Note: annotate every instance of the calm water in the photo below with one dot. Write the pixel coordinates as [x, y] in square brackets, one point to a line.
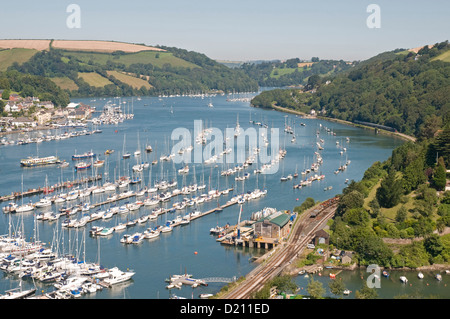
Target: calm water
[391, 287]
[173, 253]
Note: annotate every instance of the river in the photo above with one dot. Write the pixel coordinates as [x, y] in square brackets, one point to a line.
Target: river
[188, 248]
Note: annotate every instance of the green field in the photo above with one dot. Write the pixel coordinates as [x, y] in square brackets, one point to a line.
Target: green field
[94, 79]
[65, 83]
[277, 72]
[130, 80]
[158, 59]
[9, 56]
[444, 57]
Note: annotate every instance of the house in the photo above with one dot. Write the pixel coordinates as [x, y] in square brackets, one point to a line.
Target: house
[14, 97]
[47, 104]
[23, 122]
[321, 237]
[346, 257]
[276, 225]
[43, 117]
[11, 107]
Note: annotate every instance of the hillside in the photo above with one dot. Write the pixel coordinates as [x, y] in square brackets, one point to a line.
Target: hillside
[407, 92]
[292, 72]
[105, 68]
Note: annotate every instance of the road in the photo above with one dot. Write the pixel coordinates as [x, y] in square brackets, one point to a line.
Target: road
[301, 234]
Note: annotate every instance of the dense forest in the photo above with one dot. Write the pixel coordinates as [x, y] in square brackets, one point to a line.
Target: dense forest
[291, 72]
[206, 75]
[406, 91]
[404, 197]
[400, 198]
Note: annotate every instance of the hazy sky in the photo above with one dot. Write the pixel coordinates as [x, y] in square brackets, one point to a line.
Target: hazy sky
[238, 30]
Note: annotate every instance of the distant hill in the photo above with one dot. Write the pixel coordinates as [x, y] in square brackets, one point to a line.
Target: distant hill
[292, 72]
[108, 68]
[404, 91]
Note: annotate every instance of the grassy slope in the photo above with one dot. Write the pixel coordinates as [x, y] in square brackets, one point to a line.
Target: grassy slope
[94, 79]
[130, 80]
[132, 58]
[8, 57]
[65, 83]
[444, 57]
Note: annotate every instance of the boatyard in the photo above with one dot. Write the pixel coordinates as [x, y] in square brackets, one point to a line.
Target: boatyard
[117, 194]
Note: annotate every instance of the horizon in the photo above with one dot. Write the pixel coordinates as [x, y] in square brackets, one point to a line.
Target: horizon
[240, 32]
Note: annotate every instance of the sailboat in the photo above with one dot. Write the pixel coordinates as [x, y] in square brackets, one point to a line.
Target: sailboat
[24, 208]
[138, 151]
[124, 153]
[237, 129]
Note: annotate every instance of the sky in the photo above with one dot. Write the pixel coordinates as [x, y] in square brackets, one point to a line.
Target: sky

## To do
Rewrite the lines from the one containing "Note: annotate every instance of the sailboat" up to and including the final line above as a JSON list of strings, with one string per line and any blank lines left out.

## Result of this exercise
[
  "Note: annotate every instance of the sailboat in the photo above with one dot. Write the pixel coordinates as [x, y] in square brackets, one point to a line.",
  "Target: sailboat",
  "[24, 208]",
  "[138, 151]",
  "[124, 153]",
  "[237, 129]",
  "Note: annotate every instance of the sky in the photo above with one dot. Write the pixel coordinates as [x, y] in square brackets, one point to a line.",
  "Target: sky"
]